» **Dataset records**:
..............................
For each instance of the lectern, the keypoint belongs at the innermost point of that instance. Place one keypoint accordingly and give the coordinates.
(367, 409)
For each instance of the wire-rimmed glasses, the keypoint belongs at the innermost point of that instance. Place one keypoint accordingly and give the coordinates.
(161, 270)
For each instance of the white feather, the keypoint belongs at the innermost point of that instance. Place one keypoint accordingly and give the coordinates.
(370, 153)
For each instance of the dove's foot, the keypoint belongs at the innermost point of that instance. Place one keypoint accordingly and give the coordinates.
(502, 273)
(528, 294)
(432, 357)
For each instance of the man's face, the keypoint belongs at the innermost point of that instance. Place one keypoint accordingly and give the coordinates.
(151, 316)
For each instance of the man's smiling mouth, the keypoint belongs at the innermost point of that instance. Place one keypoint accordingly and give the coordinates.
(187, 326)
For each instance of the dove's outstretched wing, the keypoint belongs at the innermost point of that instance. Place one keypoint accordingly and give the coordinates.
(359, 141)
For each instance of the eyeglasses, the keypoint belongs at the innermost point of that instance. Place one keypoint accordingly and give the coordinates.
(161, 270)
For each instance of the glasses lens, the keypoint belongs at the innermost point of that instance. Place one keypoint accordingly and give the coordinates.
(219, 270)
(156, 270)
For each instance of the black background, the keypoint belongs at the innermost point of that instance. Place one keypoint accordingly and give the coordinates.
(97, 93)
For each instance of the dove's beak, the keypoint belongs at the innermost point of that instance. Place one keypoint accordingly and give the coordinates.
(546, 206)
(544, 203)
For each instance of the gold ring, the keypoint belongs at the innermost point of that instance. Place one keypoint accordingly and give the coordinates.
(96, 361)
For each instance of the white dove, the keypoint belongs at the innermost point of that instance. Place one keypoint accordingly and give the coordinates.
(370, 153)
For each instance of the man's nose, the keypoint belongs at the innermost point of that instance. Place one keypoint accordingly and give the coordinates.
..............................
Print again the material above, limited to the lines from the one holding "For each instance of the glasses" through the last, inclusive.

» **Response**:
For each instance of the glasses lens, the keypoint belongs at the innermost point of that instance. Place one keypoint accordingly and give the coordinates.
(219, 270)
(156, 270)
For each instance of the black background, the keypoint belongs at the innermost point of that instance. Place one keypoint accordingly and give the coordinates.
(97, 93)
For each instance of the dove's beak, the keypoint belongs at the innermost point of that instance. Place one keypoint accordingly and give the coordinates.
(546, 206)
(544, 203)
For each instance of the gold ring, the keypoint belongs at the innermost point of that instance. Place one keypoint accordingly and give the coordinates.
(96, 361)
For each instance of the white dove, the keypoint belongs at the innermost point of that instance. Place one keypoint accordingly and give the coordinates.
(370, 153)
For each instance of the man's nose, the keypoint belongs at the innermost point of that instance. Place one keypoint accordingly and give the coordinates.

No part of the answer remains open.